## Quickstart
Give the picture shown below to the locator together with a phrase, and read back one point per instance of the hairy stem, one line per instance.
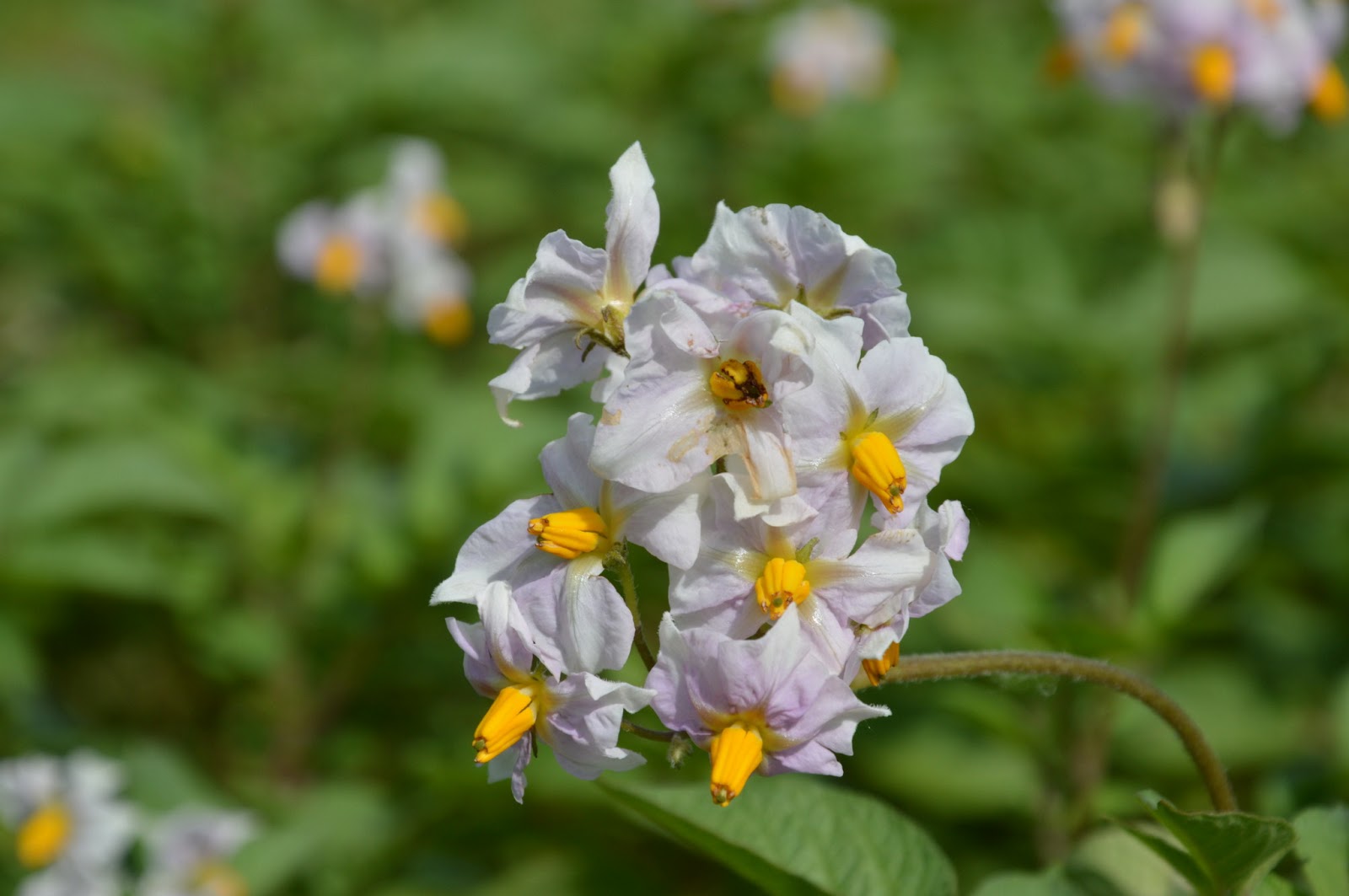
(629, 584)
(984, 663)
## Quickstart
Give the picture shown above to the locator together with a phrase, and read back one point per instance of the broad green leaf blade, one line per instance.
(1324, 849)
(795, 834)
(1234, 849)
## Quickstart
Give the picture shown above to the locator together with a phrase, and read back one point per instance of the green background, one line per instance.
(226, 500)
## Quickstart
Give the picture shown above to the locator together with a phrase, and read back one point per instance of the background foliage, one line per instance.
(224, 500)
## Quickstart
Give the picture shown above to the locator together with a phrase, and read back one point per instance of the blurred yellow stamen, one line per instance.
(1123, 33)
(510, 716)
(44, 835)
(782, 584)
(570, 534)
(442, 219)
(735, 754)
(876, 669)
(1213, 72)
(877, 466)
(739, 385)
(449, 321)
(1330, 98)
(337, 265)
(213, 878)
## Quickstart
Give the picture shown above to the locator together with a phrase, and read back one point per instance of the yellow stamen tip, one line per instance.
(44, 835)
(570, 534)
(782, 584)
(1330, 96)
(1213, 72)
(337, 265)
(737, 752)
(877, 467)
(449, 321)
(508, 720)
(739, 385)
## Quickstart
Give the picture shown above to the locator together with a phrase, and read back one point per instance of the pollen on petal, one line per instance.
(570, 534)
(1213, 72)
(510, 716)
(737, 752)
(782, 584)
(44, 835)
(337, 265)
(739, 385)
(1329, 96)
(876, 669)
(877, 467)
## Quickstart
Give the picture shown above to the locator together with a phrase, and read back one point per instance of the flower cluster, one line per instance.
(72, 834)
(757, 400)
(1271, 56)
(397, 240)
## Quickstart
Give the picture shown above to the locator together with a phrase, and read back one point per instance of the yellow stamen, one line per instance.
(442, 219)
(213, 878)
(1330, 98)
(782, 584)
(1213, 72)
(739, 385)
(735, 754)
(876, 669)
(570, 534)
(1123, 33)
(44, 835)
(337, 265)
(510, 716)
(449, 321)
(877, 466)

■ **AIM OF THE EXERCISE**:
The entries above need to be printed again exactly; please exclude all pictures.

■ **OUTPUT BELOW**:
## Quickstart
Give the picture shown below to the locator together with a phrase, and read back one point per instance of the hairy stem, one line per instance.
(629, 584)
(984, 663)
## Quickstart
Give the picture shown above to the locator together with a phrase, and read back one point per instance of the broad green leaf blade, one line per instance.
(1324, 849)
(795, 834)
(1234, 849)
## Quickstart
Give the picture shown above to the locator together with a phrase, and read back one point per instance of the green background, one line per instance.
(226, 500)
## Quickstart
Give the picture shown above to the locator together with a phrase, and read back one point per instance of the background foliage, one line per instance.
(224, 500)
## Quickstart
Give the picture shown above to the locator together with a phrase, and read back one point per instance of the blurred yellow stamen, one line per instance.
(1123, 33)
(510, 716)
(44, 835)
(782, 584)
(570, 534)
(442, 219)
(735, 754)
(876, 669)
(1213, 72)
(877, 466)
(739, 385)
(449, 321)
(1330, 98)
(337, 265)
(213, 878)
## Quickstart
Give the picture shown above to the locator together with a phrase, and read back one point per instance of the yellow stamen tip, one line per instance.
(44, 835)
(570, 534)
(782, 584)
(1330, 96)
(1213, 72)
(337, 265)
(737, 752)
(877, 467)
(449, 321)
(508, 720)
(739, 385)
## Quickstart
Give the picture shown above to the locator together with a phrase, and read back one point per instance of the pollen on petal, one line per instance.
(570, 534)
(1213, 72)
(510, 716)
(737, 752)
(782, 584)
(44, 835)
(337, 265)
(739, 385)
(1329, 96)
(876, 669)
(877, 467)
## Quickstart
Give the picture shown above to the locator together with a phrase, and read back one point per instance of the flower cluster, one line per instance.
(72, 834)
(757, 400)
(1271, 56)
(397, 240)
## Quickstart
Give the picture shown above to the locator together with a phrase, and read back one point per instance of the yellow stamen, one line per instance.
(442, 219)
(213, 878)
(1330, 98)
(782, 584)
(1213, 72)
(739, 385)
(735, 754)
(876, 669)
(570, 534)
(1123, 33)
(44, 835)
(337, 265)
(510, 716)
(449, 321)
(877, 466)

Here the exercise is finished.